**Page**:
== == ==

Under normal UTF-8 encoding, this means the unrepresentable characters will come out as something like ?xFF.

UTF-8 Clean-8 is used in places where MoarVM receives strings from the environment, command line arguments, and filesystem queries; for instance when decoding buffers:

say Buf.new(ord('A'), 0xFE, ord('Z')).decode('utf8-c8');
#  OUTPUT: «A􏿽xFEZ␤»

You can see how the two initial codepoints used by UTF8-C8 show up below right before the 'FE'. You can use this type of encoding to read files with unknown encoding:

my $test-file = "/tmp/test";
given open($test-file, :w, :bin) {
  .write: Buf.new(ord('A'), 0xFA, ord('B'), 0xFB, 0xFC, ord('C'), 0xFD);
  .close;
}

say slurp($test-file, enc => 'utf8-c8');
# OUTPUT: «(65 250 66 251 252 67 253)␤»

Reading with this type of encoding and encoding them back to UTF8-C8 will give you back the original bytes; this would not have been possible with the default UTF-8 encoding.

Please note that this encoding so far is not supported in the JVM implementation of Rakudo.

Defining Unicode characters with Unicode codepoints and codepoint sequences§

Entering codepoints in strings by number§

You can insert Unicode codepoints by number (decimal or hexadecimal or octal). For example, the character named "latin capital letter ae with macron" has decimal codepoint 482, hexadecimal codepoint 0x1E2, and octal codepoint 0o742:

say "\c[482]"; # OUTPUT: «Ǣ␤» (mnemonic aid: 'c - character name or decimal')

== == ==

**Data supplied**:
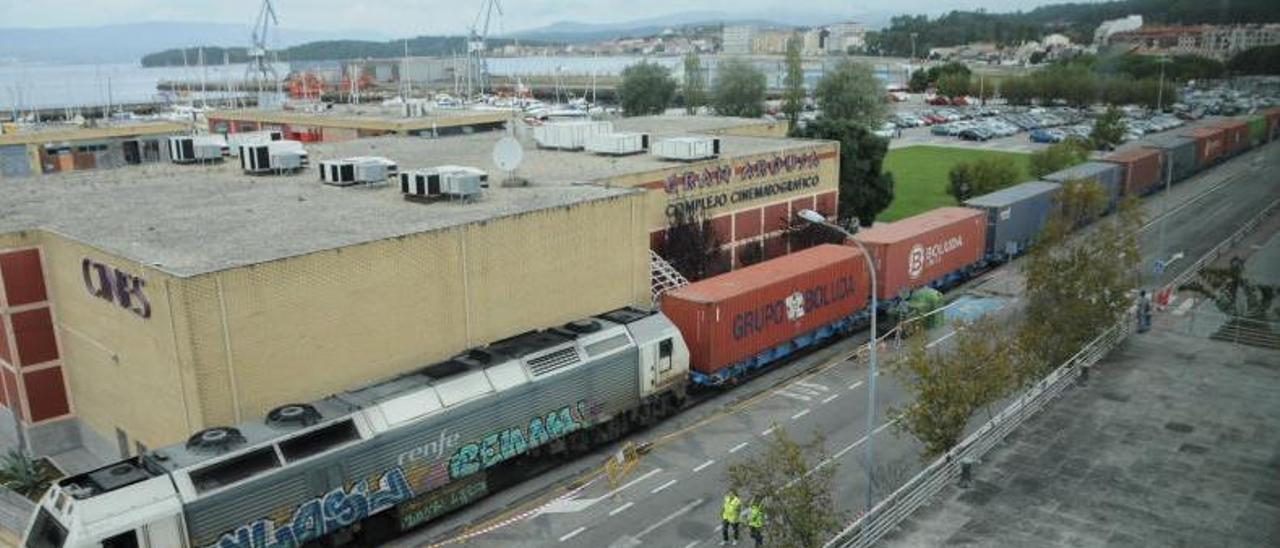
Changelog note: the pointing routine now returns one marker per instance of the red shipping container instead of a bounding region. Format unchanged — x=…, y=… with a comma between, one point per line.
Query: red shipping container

== == ==

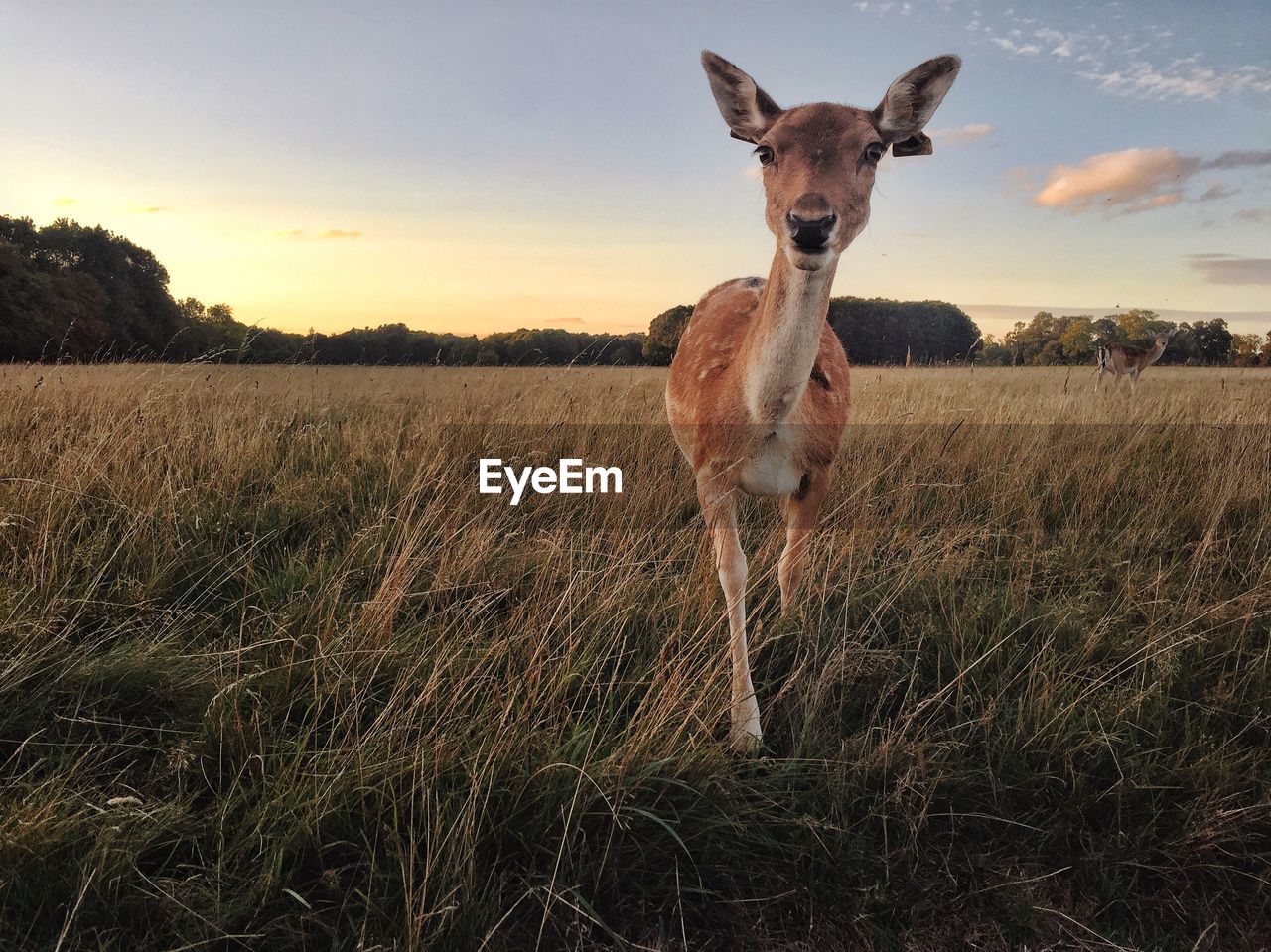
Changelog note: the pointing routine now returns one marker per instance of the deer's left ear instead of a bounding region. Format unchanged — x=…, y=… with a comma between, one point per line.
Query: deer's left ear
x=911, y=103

== == ==

**Instruction**:
Answer from the page on UTF8-C8 and Unicode codepoints:
(a) In what three places does MoarVM use UTF-8 Clean-8 when receiving strings?
(b) Which implementation of Rakudo does not yet support this encoding?
(c) What is the decimal codepoint of the character named "latin capital letter ae with macron"?
Nothing in the material is needed here.

**Task result**:
(a) The environment, command line arguments, and filesystem queries.
(b) The JVM implementation.
(c) 482.